# Activity
Copy the text on the cry of the earth between "The complaint or" and "a suffering humankind.", inclusive, swapping "solidarity" for "kinship".

# Excerpt to read

The Earth Cries Out
(1 Enoch 7:6)
By Philip Esler and Angus Pryor
Not just human beings but also the earth itself suffered because of the violence of the Giants. Not only did they devour the natural products that human beings produced and kill and devour the people themselves, but they ‘began to sin against (that is, devour) the birds and beasts and creeping things and the fish’. They even devoured one another’s flesh and drank the blood (7:3-5). As a result the earth, both a victim of and a witness to immense violence, then acquired personhood and became an actor itself in the drama, since it ‘brought accusation against the lawless ones’ (7:6). This means it ‘petitioned’ heaven, using a standard term for appeals to Hellenistic officials or monarchs. 41 In a later section of the text, the Animal Apocalypse (1 Enoch 85-90), which tells the whole story of humanity (Israel especially) in terms of an allegory involving animals, this feature is described as follows: ‘And again I saw them (i.e. the Giants), and they began to gore one another, and the earth began to cry out’ (87:1). We have here, accordingly, the powerful notion of ‘the cry of the earth’, which is now an expression regularly used in environmental circles to describe the earth’s response to the devastation and degradation that human beings are wreaking upon it. Ethiopian theologian Daniel Assefa has noted that since the expression ‘the cry of the earth’ has been taken up as a motif in today’s environmental theology, this brings home the relevance of 1 Enoch to modern theological discussion. He observes that in 1 Enoch human beings were not responsible for the injury suffered by the earth: the ‘initiative came from angels, children of heaven, but the consequences became terrible for the children of the earth.’ But it ‘is not so with the role of human beings today. The rapid degradation we see is attributed to imprudent human action that has taken place during the last two hundred years or so.’ 42 Yet whether from angelic or human causes, the earth cries out, a powerful idea first articulated in 1 Enoch.
The complaint or cry of the earth in 7:6 is matched a little later in the text by a similar cry from human beings themselves. For here it is reported that ‘the voice of those who were perishing went up to heaven’ (8:4). Heaven’s receipt of this petition is described in a remarkable scene set first on the battlements of heaven and then in some room within:
Then Michael and Ouriel and Raphael and Gabriel looked down from holy heaven and saw much blood being poured out upon the earth. Having gone inside, they said to one another, ‘The voice of those who are crying out on earth has reached the gates of heaven’ (9:1-2). 43
Thus the earth and its human inhabitants share the same suffering at the hands of the Giants and exhibit the same response, a cry to heaven. A profound solidarity exists between a suffering earth and a suffering humankind.
In the painting, The Cry of the Earth (1 Enoch 7:6), we view the earth from the perspective of Enoch as he wanders through the celestial atmosphere. Enoch observes the earth from within the knowledge limitations of his own era, not yet fully formed and with only a basic understanding of landmass, the oceans, and how they are linked together. But as a heavenly wanderer, he can see the earth not only spatially but also across time: he is able to survey three separate stages of earth's evolution progressing into the future, and can therefore foresee how humanity will neglect and slowly destroy the earth.

[Stored data entries]
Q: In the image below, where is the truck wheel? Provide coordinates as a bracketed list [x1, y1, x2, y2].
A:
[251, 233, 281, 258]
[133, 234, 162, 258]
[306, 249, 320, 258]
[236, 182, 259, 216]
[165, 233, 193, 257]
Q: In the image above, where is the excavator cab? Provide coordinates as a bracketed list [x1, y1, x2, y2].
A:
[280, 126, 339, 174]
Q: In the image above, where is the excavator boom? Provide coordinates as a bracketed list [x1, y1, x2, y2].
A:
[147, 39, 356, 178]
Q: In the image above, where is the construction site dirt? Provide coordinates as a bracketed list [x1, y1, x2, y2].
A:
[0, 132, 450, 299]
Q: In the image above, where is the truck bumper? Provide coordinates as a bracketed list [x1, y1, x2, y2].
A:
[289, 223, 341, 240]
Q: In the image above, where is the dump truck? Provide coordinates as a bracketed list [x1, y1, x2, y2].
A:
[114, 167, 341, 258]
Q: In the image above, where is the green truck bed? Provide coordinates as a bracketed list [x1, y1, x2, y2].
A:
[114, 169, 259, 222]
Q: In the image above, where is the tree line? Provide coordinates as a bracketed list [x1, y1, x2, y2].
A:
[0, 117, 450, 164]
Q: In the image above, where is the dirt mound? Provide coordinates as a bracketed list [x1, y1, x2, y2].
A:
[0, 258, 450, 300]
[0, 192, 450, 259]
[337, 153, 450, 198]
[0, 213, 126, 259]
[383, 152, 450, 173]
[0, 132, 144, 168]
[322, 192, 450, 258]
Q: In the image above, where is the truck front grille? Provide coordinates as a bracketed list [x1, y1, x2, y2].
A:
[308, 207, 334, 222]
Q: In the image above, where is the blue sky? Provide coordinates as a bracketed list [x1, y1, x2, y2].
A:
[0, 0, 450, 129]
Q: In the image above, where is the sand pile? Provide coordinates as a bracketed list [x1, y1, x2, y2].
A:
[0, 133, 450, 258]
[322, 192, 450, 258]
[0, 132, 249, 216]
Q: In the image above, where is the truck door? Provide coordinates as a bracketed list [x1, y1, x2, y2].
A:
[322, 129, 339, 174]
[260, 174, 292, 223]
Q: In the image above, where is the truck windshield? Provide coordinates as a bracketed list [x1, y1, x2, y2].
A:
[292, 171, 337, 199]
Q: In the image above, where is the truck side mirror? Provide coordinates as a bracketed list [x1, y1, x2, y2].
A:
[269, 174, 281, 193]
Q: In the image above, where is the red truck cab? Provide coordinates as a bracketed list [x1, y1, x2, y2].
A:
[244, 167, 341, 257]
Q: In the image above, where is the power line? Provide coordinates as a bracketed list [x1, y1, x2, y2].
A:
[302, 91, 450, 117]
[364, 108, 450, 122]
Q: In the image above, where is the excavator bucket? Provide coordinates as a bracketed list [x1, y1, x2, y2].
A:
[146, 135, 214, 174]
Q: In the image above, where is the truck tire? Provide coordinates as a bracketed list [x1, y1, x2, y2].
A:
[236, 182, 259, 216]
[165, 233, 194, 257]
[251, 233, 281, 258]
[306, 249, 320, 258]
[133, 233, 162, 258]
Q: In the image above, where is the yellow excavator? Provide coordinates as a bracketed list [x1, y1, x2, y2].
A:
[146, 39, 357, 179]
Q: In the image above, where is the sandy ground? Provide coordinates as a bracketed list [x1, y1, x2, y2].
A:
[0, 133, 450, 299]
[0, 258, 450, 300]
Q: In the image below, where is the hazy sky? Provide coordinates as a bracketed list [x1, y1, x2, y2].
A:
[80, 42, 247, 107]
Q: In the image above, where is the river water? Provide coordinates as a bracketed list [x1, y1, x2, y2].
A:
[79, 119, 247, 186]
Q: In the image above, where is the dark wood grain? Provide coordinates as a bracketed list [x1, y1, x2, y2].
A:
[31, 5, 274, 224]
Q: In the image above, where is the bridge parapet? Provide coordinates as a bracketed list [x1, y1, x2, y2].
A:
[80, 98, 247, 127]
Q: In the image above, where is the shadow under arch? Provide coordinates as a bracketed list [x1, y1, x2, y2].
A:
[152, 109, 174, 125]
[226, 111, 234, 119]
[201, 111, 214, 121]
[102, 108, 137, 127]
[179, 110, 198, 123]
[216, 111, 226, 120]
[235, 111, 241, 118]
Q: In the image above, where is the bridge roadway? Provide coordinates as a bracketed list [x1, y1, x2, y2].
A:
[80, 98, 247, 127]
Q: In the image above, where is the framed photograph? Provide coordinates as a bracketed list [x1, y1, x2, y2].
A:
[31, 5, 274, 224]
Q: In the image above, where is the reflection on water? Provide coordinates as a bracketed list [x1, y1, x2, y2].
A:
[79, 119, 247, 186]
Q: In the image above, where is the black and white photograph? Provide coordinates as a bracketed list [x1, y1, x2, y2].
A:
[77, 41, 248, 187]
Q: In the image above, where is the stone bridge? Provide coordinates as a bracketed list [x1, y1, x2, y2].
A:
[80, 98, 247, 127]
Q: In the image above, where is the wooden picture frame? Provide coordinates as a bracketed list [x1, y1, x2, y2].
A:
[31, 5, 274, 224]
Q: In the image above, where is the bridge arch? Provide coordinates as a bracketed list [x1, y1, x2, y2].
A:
...
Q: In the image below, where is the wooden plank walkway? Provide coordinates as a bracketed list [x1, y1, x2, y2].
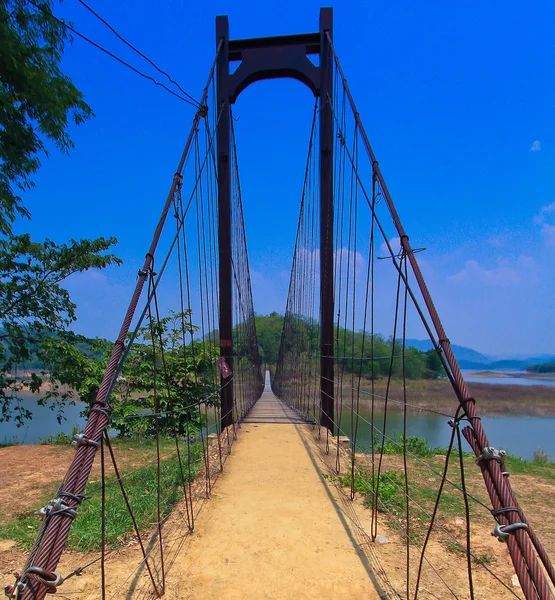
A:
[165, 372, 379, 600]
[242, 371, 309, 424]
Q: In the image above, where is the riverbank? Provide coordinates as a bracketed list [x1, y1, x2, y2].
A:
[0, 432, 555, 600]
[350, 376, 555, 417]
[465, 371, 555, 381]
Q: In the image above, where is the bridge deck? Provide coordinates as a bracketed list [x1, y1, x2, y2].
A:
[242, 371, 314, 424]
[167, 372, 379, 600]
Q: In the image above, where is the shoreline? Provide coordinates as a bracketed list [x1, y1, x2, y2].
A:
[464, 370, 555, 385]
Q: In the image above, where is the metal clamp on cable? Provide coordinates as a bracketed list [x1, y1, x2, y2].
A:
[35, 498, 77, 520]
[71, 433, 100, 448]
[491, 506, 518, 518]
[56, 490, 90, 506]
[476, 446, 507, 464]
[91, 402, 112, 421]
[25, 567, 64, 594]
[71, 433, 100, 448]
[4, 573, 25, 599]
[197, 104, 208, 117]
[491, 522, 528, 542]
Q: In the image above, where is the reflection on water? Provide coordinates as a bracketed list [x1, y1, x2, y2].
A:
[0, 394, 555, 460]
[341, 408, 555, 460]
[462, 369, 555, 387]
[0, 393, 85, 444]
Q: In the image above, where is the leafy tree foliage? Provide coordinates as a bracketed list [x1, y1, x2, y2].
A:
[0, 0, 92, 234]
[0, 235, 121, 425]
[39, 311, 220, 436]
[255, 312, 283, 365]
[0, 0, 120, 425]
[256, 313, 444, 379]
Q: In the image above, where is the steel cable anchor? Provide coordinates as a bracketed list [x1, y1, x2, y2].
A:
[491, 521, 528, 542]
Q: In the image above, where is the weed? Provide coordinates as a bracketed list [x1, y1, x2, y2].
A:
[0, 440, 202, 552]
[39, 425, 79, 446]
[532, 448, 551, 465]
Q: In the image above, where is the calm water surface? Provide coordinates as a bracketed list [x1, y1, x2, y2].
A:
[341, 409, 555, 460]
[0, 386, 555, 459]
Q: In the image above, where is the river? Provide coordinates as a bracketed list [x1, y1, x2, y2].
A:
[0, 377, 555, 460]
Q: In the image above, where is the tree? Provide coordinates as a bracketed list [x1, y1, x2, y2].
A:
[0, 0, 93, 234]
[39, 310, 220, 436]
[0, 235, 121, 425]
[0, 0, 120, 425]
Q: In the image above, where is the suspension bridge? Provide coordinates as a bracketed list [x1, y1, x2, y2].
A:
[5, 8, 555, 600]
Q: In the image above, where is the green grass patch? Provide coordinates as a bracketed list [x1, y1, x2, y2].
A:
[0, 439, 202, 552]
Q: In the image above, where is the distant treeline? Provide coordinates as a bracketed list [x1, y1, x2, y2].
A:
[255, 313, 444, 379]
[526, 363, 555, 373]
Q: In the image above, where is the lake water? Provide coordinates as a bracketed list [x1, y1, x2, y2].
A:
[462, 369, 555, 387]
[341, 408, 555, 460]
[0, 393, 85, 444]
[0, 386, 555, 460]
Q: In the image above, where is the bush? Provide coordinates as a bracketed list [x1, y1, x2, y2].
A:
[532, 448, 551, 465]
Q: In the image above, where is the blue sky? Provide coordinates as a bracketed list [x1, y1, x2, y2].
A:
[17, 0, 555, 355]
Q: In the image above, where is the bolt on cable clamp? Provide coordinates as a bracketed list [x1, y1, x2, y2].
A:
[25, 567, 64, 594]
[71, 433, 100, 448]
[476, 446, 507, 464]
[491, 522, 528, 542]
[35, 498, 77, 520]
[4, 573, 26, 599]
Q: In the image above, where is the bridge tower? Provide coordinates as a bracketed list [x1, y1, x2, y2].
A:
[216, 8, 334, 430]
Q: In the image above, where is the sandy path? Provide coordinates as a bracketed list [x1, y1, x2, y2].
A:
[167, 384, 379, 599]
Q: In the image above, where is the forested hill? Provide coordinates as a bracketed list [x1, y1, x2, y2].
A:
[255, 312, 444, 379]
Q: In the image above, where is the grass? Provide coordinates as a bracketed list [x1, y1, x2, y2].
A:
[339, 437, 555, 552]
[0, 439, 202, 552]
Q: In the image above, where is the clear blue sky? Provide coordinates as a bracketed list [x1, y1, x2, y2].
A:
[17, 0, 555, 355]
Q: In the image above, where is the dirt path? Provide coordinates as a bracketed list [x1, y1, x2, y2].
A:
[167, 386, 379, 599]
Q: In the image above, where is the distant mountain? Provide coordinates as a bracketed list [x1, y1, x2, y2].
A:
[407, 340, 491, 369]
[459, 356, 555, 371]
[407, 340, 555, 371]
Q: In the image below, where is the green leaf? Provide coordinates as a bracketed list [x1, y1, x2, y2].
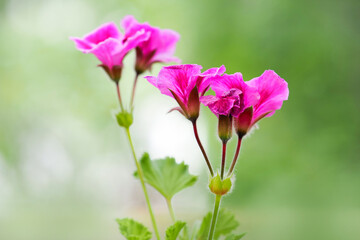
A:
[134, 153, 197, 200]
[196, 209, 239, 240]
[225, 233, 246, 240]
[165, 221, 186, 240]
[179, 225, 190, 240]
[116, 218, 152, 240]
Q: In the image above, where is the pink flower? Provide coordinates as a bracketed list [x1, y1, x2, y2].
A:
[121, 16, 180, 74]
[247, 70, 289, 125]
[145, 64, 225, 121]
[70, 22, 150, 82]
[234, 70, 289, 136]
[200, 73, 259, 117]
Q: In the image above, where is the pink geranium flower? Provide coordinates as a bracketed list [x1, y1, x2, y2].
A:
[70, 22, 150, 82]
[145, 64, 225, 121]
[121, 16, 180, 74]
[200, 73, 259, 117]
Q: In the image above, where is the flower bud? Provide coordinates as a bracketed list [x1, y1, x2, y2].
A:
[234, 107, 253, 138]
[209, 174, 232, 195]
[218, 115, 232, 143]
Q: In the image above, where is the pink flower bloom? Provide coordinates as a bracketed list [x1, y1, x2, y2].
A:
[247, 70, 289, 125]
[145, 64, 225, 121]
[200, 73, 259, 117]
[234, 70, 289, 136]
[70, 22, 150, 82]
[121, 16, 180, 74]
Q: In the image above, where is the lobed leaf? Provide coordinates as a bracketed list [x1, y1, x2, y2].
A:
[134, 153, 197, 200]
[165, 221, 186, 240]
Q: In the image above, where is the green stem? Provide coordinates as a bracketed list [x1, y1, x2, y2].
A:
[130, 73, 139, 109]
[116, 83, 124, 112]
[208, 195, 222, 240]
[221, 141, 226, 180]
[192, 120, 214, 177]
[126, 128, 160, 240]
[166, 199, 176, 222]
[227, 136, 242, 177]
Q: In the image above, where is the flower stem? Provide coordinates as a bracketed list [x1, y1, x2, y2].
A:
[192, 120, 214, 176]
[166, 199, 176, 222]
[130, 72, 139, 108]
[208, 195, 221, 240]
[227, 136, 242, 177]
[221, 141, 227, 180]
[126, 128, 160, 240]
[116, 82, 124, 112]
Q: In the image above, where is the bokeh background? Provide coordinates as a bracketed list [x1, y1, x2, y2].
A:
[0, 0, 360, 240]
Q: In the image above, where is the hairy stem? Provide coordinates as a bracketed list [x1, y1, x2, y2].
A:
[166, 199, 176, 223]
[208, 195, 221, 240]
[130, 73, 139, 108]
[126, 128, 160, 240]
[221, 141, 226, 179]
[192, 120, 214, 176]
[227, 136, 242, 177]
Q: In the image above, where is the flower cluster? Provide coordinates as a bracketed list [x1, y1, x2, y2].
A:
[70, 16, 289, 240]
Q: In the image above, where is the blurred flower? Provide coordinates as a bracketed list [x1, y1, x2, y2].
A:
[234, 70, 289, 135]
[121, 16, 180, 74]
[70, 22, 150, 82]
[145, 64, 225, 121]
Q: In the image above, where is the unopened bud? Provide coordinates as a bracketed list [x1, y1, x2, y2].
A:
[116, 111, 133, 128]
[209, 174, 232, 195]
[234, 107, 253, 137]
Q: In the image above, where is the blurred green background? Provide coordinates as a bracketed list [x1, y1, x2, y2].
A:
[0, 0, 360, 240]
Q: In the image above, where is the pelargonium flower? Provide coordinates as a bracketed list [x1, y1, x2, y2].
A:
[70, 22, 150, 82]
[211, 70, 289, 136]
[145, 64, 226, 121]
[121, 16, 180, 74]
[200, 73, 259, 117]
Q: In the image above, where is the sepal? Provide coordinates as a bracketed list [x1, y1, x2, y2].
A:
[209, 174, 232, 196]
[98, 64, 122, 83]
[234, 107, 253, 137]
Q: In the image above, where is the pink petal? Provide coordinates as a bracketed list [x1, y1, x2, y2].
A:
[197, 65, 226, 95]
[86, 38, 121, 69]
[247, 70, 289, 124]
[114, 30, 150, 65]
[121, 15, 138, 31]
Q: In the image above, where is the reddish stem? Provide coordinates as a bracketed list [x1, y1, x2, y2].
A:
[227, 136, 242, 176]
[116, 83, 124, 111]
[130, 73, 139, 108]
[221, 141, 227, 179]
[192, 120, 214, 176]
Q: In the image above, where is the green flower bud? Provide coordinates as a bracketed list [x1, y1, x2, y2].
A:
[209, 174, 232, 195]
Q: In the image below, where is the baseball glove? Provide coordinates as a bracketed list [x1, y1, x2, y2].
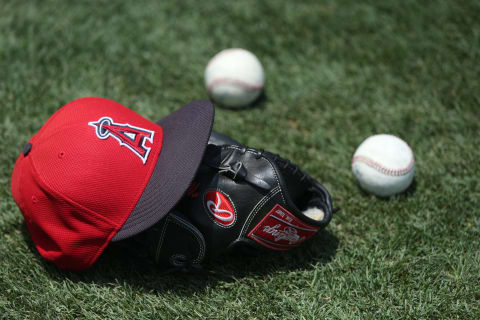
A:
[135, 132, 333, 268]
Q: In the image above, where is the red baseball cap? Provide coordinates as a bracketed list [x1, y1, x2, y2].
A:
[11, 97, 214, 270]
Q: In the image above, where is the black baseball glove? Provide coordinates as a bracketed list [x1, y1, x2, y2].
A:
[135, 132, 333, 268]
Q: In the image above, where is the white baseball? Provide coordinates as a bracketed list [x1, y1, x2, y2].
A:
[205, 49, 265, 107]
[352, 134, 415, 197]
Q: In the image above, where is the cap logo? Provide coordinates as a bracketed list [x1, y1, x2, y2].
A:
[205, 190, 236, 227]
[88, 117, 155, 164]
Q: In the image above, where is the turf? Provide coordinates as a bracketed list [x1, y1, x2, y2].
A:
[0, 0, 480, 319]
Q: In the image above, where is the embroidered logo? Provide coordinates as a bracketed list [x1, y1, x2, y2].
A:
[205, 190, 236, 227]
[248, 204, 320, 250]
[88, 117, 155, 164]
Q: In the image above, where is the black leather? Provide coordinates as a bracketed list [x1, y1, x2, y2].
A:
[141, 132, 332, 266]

# Reply to the task
The complaint or cry of the earth in 7:6 is matched a little later in the text by a similar cry from human beings themselves. For here it is reported that ‘the voice of those who were perishing went up to heaven’ (8:4). Heaven’s receipt of this petition is described in a remarkable scene set first on the battlements of heaven and then in some room within:
Then Michael and Ouriel and Raphael and Gabriel looked down from holy heaven and saw much blood being poured out upon the earth. Having gone inside, they said to one another, ‘The voice of those who are crying out on earth has reached the gates of heaven’ (9:1-2). 43
Thus the earth and its human inhabitants share the same suffering at the hands of the Giants and exhibit the same response, a cry to heaven. A profound kinship exists between a suffering earth and a suffering humankind.